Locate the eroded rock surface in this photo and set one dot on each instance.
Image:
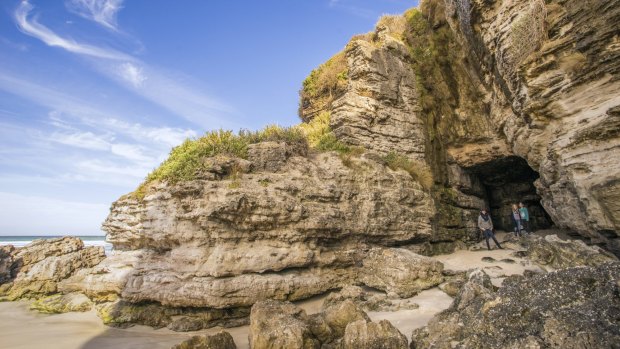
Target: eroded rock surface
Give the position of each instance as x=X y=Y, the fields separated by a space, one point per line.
x=568 y=308
x=276 y=324
x=38 y=268
x=551 y=251
x=221 y=340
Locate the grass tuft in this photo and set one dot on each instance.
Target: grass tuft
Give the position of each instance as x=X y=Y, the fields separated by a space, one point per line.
x=419 y=171
x=187 y=160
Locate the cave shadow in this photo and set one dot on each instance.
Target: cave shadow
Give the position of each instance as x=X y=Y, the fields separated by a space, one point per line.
x=510 y=180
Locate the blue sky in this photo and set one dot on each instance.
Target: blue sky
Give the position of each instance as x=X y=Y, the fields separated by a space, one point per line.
x=95 y=93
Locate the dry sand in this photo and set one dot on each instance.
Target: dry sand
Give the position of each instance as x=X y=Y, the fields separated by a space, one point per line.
x=21 y=328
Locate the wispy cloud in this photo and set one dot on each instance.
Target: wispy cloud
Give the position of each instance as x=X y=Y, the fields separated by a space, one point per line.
x=125 y=151
x=48 y=216
x=172 y=91
x=101 y=11
x=353 y=9
x=132 y=73
x=32 y=27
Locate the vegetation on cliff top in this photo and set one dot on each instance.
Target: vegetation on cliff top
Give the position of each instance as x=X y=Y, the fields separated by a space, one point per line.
x=322 y=86
x=187 y=160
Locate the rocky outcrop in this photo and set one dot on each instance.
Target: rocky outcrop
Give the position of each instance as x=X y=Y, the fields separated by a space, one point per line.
x=221 y=340
x=38 y=268
x=549 y=83
x=368 y=301
x=568 y=308
x=496 y=101
x=289 y=229
x=62 y=303
x=276 y=324
x=378 y=110
x=372 y=335
x=553 y=252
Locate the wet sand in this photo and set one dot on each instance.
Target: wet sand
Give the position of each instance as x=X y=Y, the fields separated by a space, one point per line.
x=21 y=328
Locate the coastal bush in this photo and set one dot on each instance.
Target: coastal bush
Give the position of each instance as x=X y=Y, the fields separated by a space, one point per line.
x=322 y=86
x=187 y=160
x=395 y=24
x=328 y=77
x=316 y=128
x=417 y=170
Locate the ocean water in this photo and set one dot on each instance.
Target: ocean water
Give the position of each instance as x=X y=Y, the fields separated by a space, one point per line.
x=21 y=241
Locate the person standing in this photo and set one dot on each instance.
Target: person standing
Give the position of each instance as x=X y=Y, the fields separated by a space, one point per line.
x=525 y=218
x=515 y=216
x=486 y=226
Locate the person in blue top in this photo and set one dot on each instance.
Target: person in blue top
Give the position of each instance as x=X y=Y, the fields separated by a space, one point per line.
x=517 y=221
x=525 y=218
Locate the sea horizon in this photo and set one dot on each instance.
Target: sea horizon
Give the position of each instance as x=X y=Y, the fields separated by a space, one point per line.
x=23 y=240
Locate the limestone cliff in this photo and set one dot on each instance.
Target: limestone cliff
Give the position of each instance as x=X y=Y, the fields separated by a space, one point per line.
x=507 y=101
x=406 y=134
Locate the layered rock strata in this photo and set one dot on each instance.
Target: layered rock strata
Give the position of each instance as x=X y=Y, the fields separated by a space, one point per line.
x=342 y=325
x=568 y=308
x=37 y=270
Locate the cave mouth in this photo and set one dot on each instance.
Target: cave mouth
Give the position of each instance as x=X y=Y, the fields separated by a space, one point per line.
x=510 y=180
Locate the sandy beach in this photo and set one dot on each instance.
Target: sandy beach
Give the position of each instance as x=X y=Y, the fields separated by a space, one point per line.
x=21 y=328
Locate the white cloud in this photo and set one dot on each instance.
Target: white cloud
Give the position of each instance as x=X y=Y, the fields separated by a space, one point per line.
x=171 y=91
x=101 y=11
x=35 y=215
x=132 y=152
x=106 y=167
x=33 y=28
x=86 y=140
x=132 y=73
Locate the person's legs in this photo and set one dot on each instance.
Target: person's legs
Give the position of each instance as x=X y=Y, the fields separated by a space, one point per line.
x=486 y=238
x=497 y=243
x=526 y=227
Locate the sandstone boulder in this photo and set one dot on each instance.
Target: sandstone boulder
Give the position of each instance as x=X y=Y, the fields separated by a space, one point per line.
x=368 y=301
x=283 y=325
x=551 y=251
x=221 y=340
x=568 y=308
x=372 y=335
x=276 y=324
x=62 y=303
x=400 y=271
x=39 y=267
x=6 y=262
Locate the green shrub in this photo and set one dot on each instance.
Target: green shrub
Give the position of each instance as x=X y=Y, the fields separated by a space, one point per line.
x=329 y=142
x=316 y=128
x=419 y=171
x=188 y=159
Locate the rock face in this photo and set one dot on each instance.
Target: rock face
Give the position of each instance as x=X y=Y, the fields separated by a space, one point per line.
x=553 y=252
x=500 y=101
x=378 y=109
x=371 y=335
x=311 y=226
x=569 y=308
x=221 y=340
x=276 y=324
x=62 y=303
x=548 y=86
x=37 y=269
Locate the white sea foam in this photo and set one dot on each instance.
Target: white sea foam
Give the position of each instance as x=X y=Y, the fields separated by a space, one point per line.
x=19 y=241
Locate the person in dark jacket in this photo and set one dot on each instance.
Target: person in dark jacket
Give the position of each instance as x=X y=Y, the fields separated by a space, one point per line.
x=486 y=226
x=515 y=217
x=525 y=218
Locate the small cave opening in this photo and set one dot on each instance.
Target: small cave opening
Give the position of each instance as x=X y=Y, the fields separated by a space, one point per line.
x=508 y=181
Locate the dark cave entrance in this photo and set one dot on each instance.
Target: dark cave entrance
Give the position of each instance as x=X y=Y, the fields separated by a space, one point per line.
x=511 y=180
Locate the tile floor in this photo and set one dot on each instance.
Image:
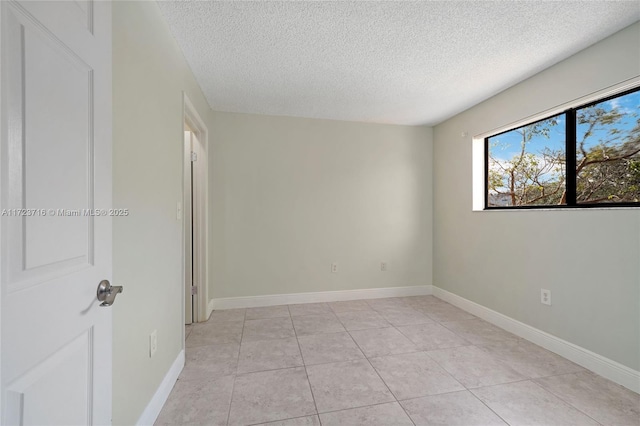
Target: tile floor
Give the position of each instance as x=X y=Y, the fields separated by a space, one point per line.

───

Exercise description -
Could you find each line in the entries that contains the string "person" and copy it?

Answer to this problem -
Locate the person standing in this photo and set one dot on each instance.
Target: person standing
Locate the person in blue top in this photo and set one dot on each instance.
Target: person in blue top
Locate the person's legs in this photo and set one dot on each instance.
Target: person's legs
Locate the person in dark jacket in this photo and set one dot on each instance.
Target: person in dark jacket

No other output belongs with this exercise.